**EXTRAIT CHOISI**
########
Jeanne d’Arc revient régulièrement sur le devant de la scène, récupérée aujourd’hui par les Nationalistes français après l’avoir été par les Républicains au XIXème siècle. Morte sur le bûcher en 1431, elle est béatifiée en 1909 et canonisée en 1920, près de 600 ans plus tard.
Durant cinq siècles, elle a été totalement oubliée. Pourquoi la soit-disant bergère de Domrémy a-t-elle connu un tel destin ? A cause du marketing politique de Charles VII, des Républicains fin XIXème et des nationalistes europhobes aujourd’hui. Rien de plus.
Petite démonstration.
Qui est Jeanne d’Arc ?
Officiellement, c’est une bergère de Lorraine. Elle entend les voix de l’archange Michel et des saintes Marguerite et Catherine. Elle reçoit ainsi la mission de délivrer la France de l’occupation anglaise et de faire sacrer le dauphin. Elle arrive à rejoindre la Cour à Chinon, à convaincre le dauphin Charles (futur Charles VII), à guider les armées durant un peu plus d’un an et à renverser le cours de la Guerre de Cent Ans en faisant sacrer roi le dauphin. Là-dessus, elle se fait capturer et le roi qui lui doit son trône ne fait rien pour l’aider.
########
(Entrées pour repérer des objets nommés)
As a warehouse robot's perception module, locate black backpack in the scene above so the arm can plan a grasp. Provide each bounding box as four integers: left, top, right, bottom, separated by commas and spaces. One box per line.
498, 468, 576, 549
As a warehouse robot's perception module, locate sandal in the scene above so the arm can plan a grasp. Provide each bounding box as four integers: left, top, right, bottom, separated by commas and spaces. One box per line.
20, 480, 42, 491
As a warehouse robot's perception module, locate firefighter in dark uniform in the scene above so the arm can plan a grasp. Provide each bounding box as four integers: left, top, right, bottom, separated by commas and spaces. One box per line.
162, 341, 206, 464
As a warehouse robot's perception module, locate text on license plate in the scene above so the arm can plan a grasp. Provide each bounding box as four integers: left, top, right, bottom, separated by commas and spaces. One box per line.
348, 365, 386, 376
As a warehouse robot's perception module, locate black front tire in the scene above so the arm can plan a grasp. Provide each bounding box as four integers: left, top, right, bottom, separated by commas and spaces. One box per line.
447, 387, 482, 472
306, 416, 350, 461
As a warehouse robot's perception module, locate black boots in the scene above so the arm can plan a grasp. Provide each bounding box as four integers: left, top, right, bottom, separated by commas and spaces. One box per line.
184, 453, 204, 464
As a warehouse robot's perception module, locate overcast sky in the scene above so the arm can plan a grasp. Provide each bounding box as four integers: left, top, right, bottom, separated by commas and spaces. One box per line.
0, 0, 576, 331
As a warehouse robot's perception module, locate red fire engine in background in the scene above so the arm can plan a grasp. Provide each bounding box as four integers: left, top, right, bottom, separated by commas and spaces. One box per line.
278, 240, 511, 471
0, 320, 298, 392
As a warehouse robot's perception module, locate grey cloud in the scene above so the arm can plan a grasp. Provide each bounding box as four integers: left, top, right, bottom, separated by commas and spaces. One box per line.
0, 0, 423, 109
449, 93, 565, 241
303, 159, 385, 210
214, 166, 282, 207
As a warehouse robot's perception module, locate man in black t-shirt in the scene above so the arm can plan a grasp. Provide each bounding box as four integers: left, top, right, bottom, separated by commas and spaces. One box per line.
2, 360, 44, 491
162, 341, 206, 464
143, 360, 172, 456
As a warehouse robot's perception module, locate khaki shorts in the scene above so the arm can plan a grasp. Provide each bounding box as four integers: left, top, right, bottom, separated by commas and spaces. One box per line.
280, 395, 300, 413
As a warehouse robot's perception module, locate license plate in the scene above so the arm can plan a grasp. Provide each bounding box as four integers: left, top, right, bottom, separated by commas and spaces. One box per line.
########
**CONSIGNES**
a) D'après le texte sur Jeanne d'Arc, en quelle année a-t-elle été canonisée ?
b) Prolongez le texte sur Jeanne d'Arc à la suite de sa dernière phrase.

**RÉPONSES**
a) Elle a été canonisée en 1920.

b)
Au XIXème siècle, les Républicains sont à la recherche de héros consensuels. Ces héros doivent mobiliser les foules contre les ennemis de la France, Allemands et Anglais au premier chef. Or une cinglée du Moyen-Age, totalement inconnue, ayant galvanisé le peuple contre un envahisseur, est parfaite dans ce rôle. Napoléon 1er est la mascotte des Bonarpartistes, il n’est pas disponible. De même, il ne peut pas être question d’utiliser un roi, un duc ou un autre noble qui serait plutôt une mascotte pour les Royalistes. Une bergère ayant sa vertu, voilà qui fait peuple. Et les Républicains aiment les femmes (Marianne est un autre exemple). Il pleut, il pleut bergère…
En réaction, et pour surfer sur l’engouement populaire au lieu de la combattre, l’Eglise la canonise. Si la République donne la Légion d’Honneur au Capitaine Dreyfus au titre d’excuses après avoir reconnu son innocence, l’Eglise, elle, canonise. Chacun son truc.
Qui était vraiment Jeanne d’Arc ?
Comment une simple bergère a-t-elle pu traverser la moitié de la France à une époque où c’était une vraie expédition ? Comment a-t-elle pu rencontrer le dauphin ? Comment pouvait-elle parler un français compréhensible à la Cour ? Comment savait-elle monter à cheval ? Comment a-t-elle pu galvaniser les foules à une époque où la femme n’est guère plus qu’un meuble ? Toutes ces questions, et bien d’autres, ont entretenu un grand mystère autour du personnage. Si les textes (adresses et ultimatums notamment) peuvent avoir été écrits par des scribes, nul n’a pu parler ou se montrer à sa place.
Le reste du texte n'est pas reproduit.